**Request 1:** In the column on lecture halls, who described attention filtering as a bottleneck?
**Request 2:** Write the next few paragraphs of the column on lecture halls and student learning, starting after its final sentence.

**Passage provided:**
--- start ---

Gray Matter: Lecture halls are not conducive to student success

By now, every student is well-acquainted with the layout of a typical lecture hall, with its sweeping rows, intimidating lectern and podium and awkwardly narrow aisleways. 

Lecture halls may be ubiquitous at USC and at any other college campus, but a large body of research, including a study conducted by professors at the University of North Carolina at Chapel Hill, has found that their layout and structure are not optimal for student learning. This research suggests that an overhaul in not just classroom design but also lecture styles may be necessary to improve student learning.

One shortcoming of a lecture hall’s cascading seating is that students can see the screens of everyone sitting in front of them. This may mean that even if you’re on task and diligently taking notes, pictures, videos and notifications popping up left and right on the screens in front of you can be really distracting. This is especially an issue for people with neurological disorders that impair attention, such as attention-deficit disorder and attention-deficit hyperactivity disorder. 

As humans, we already have limited attentional capacity, according to cognitive neuroscientists. Donald Broadbent, an early psychologist, described attention filtering as a bottleneck in which we receive large quantities of information in the body of the bottle, but only a fraction of that information makes it through the bottleneck to be attended to. 

For people with attention deficits, this limited attention is exacerbated; brain scans have shown that people with ADHD have a smaller frontal lobe, the part of the brain responsible for attention. Because of this, their attentional capacity is even further reduced. Additional research on selective attention has shown that as the brain filters through environmental stimuli, objects that are colorful and in motion are more likely to attract attention. This means that your peers’ laptop screens are highly salient to your brain’s attentional processing system, making it an easy distraction.

--- end ---

**Data section:**

--- start ---

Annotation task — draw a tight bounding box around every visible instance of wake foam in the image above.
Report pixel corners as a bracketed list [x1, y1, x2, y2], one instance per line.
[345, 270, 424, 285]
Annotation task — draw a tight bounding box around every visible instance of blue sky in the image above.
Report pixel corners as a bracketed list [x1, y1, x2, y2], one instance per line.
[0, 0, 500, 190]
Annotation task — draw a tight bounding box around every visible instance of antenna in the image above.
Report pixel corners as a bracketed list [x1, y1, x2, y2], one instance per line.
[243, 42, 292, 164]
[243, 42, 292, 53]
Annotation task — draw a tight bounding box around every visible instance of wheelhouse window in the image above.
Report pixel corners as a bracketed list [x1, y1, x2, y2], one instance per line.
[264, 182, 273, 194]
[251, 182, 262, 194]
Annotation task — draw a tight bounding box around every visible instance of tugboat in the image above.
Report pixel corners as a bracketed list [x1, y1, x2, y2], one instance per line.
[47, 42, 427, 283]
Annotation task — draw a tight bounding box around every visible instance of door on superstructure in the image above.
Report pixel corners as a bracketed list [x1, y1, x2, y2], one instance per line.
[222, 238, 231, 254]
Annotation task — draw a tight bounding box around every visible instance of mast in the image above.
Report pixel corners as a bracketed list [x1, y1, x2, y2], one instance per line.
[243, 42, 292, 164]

--- end ---

**Result 1:** Donald Broadbent, an early psychologist.

**Result 2:**
In its publication titled “The Neuroscience of Classrooms,” furniture design firm Spaceoasis recommends designating a separate digital space, which entails all the computers concentrated in one part of the classroom. This could be applied to lecture halls by separating students using laptops and students taking handwritten notes into different parts of the room to help minimize digital distractions.

Another significant barrier to learning in lecture halls is the rigidity of the classroom setup. The majority of research surrounding classroom design recommends using movable furniture instead of fixed furniture pieces along with plenty of open floor space that can be adapted to different kinds of class activities — large-group work, small-group work and individual work. These literature findings contrast starkly with a typical lecture hall, which comprises seats anchored in rigid rows and a whiteboard pinned to the front of the room. 

USC has taken a step in the right direction by furnishing smaller classrooms with mobile desks and chairs. However, these classrooms are often so cramped that it is difficult to actually rearrange the furniture, and their small size makes way for little open floor space. 

Finally, another disadvantage of lecture halls is that it is more difficult for the professor to engage with students. Education research has shown that more student-faculty interaction is associated with student success.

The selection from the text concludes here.